━━━━━ Provided information

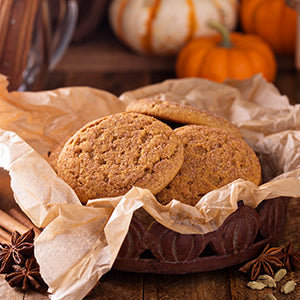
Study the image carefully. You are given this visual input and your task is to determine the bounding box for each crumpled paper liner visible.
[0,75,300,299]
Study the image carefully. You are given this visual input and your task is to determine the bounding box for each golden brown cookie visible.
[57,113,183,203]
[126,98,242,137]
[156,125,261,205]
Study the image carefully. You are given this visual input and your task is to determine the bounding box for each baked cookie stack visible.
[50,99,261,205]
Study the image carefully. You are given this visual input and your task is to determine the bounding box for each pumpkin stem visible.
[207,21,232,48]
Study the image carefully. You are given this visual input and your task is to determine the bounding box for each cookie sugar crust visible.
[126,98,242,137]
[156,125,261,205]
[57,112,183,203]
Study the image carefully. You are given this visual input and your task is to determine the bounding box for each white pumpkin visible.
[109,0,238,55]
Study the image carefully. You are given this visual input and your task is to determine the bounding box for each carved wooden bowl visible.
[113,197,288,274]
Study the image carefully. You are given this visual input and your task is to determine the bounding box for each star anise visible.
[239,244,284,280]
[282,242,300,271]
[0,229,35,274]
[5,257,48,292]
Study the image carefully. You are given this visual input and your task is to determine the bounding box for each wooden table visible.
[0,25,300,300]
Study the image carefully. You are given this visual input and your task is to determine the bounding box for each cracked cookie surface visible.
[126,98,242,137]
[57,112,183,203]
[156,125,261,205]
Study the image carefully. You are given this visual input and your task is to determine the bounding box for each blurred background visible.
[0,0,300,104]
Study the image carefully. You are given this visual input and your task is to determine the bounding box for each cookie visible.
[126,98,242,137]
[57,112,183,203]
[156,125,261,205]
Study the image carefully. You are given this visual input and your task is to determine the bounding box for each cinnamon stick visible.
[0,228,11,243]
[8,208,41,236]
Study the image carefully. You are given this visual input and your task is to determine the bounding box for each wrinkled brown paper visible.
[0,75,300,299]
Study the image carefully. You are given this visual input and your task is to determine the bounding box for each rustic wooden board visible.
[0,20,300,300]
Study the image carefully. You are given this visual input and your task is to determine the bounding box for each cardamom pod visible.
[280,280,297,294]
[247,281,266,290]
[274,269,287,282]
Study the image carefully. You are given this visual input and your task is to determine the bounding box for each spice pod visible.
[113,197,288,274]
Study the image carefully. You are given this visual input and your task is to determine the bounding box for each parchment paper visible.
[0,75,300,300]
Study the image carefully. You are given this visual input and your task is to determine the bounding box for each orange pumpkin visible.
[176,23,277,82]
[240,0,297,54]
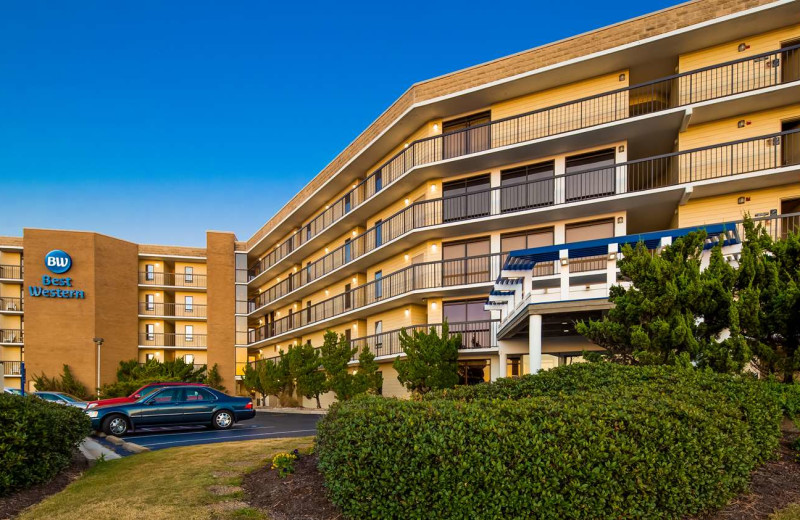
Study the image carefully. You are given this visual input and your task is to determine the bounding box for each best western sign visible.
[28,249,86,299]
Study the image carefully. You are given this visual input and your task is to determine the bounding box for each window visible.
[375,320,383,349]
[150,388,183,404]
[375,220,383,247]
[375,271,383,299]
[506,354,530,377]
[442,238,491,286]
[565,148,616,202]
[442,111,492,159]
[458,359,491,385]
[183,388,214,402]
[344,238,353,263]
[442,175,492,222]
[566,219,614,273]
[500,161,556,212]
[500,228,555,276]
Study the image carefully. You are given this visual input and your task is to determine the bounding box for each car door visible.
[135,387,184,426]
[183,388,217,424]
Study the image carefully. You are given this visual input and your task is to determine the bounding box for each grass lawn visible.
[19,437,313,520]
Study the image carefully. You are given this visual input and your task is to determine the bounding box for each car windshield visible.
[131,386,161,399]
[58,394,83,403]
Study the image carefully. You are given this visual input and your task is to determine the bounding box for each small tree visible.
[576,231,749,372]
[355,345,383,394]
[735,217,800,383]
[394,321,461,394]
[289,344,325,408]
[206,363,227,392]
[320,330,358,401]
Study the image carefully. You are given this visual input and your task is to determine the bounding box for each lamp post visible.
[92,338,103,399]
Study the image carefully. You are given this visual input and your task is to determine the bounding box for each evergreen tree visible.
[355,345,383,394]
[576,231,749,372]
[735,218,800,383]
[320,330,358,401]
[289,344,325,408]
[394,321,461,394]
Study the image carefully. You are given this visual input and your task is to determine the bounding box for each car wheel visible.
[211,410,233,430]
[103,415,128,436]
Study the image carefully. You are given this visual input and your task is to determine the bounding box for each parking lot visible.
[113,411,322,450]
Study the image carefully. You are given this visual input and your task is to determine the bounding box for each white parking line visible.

━━━━━━━━━━

Can you rewrite the lines above as a numbered list, skipping any blank lines and leaving out the pictures?

The reply:
1. Study the image carefully. You are given this visual input and your task is to determine the bounding box for each crumpled paper liner visible.
2. [0,75,300,299]
3. Study the image carefully. You are given this visual input and your task is to determine the bounding box for each golden brown cookie visible.
4. [57,113,183,203]
5. [126,98,242,137]
6. [156,125,261,205]
7. Study the image carefully. You are given this visual input and your task is to determine the bounding box for each baked cookie stack visible.
8. [50,99,261,205]
9. Study the image carefully. You are given this visual input and your task is to determine the bounding box for each pumpkin stem visible.
10. [207,21,232,48]
11. Study the image carefully. You are given this visual input and your task is to determine the bounding box for each cookie sugar crust visible.
12. [126,98,242,137]
13. [156,125,261,205]
14. [57,112,183,203]
15. Study the image carefully. You are given this visual input and your task is to determine the bounding box for each white pumpkin visible.
16. [109,0,238,55]
17. Study the image carefully. You are given this visual input and your task is to determine the bounding box for each carved wooden bowl visible.
18. [113,197,288,274]
19. Study the image carefully. You are given this visual input and your task is to determine the bounding box for each star anise visible.
20. [239,244,284,280]
21. [282,242,300,271]
22. [0,229,35,274]
23. [5,257,48,292]
24. Study the image carefully. You are given this visual input and your task is to determine the bounding box for each wooden table visible.
25. [0,25,300,300]
26. Study the image carefully. You are given this visual input and your task is to determine the bounding box for each cracked cookie surface visible.
27. [126,98,242,137]
28. [57,112,183,203]
29. [156,125,261,205]
30. Study the image carefully. You are given this visual input and your task is to determine the bounding box for each blurred background visible.
31. [0,0,300,104]
32. Study the image carefully. You are given this visual input and your task is to determine the bounding box for each cookie visible.
33. [126,98,242,137]
34. [57,112,183,203]
35. [156,125,261,205]
36. Study the image carefully. You are given this visual input and your task is to determine the bounding box for each cinnamon stick visible.
37. [0,228,11,243]
38. [8,208,41,236]
39. Study the image carefully. You are given this visual input and your task is to determine the bounding box for each wrinkled brown paper visible.
40. [0,75,300,299]
41. Study the image carefully. You are given this visual input and your task is to determine the bounding box for each rustic wooden board visible.
42. [0,20,300,300]
43. Study the image carefully. You are given this visual input and your task is to determine the bounding box for each cardamom pod visible.
44. [280,280,297,294]
45. [247,281,266,290]
46. [274,269,287,282]
47. Study the image carefully. You are given this visual input and your task is to determine the bounding box for each spice pod visible.
48. [113,197,288,274]
49. Study the image carefully. You are given this visual input and your task is to determine the bounding box for each parchment paper visible.
50. [0,75,300,300]
51. Study the image carefully. You are given this visual input and your task is to determine the bounding box for each orange pumpkin visible.
52. [176,23,277,82]
53. [240,0,297,54]
54. Study the image carefully. You are given this visual input and your task is to determine the bounding box for each best western sign visible.
55. [28,249,86,299]
56. Study the image carefully. You are given this visual input and your task is to determine the bounding box for each window visible.
57. [375,320,383,349]
58. [150,388,183,404]
59. [375,220,383,247]
60. [375,271,383,299]
61. [506,354,530,377]
62. [442,238,491,286]
63. [565,148,616,202]
64. [442,111,492,159]
65. [458,359,491,385]
66. [183,388,214,402]
67. [344,238,353,263]
68. [442,175,492,222]
69. [566,219,614,273]
70. [500,161,556,212]
71. [500,228,555,276]
72. Study the image carefully. You are given this visual input and your task is to determine the bounding box for each car door visible.
73. [135,387,184,426]
74. [183,388,217,424]
75. Study the image carefully. You are given this visual input and your task is to determine the bounding box for each grass lawn visible.
76. [19,437,313,520]
77. Study the image carefully. You are given this visual input and your task is to determine the bounding box for each car windshield visible.
78. [131,386,161,399]
79. [58,394,83,403]
80. Study the image carefully. You are given this visual input and your task is to determine the bounding box for each small tree visible.
81. [576,231,749,372]
82. [355,345,383,394]
83. [735,217,800,383]
84. [394,321,461,394]
85. [289,344,325,408]
86. [206,363,227,392]
87. [320,330,358,401]
88. Study the image carefully. You are given this visual input and your task is to determine the bounding box for each lamp post visible.
89. [92,338,103,399]
90. Study the image carefully. You are given this visual input and your task is to determine the bounding box for each evergreen tree visible.
91. [355,345,383,394]
92. [576,231,749,372]
93. [735,218,800,383]
94. [320,330,358,401]
95. [289,344,325,408]
96. [394,321,461,394]
97. Study the image carefully. You are given this visual input and your task is to determine the bounding box for each car wheel visible.
98. [211,410,233,430]
99. [103,415,128,436]
100. Study the image carefully. You are given this visual input and your task is to determine the bounding box for each parking lot visible.
101. [113,411,322,450]
102. Study the image carefully. You are given this visual input and your task is to determine the bounding box for each white parking line visible.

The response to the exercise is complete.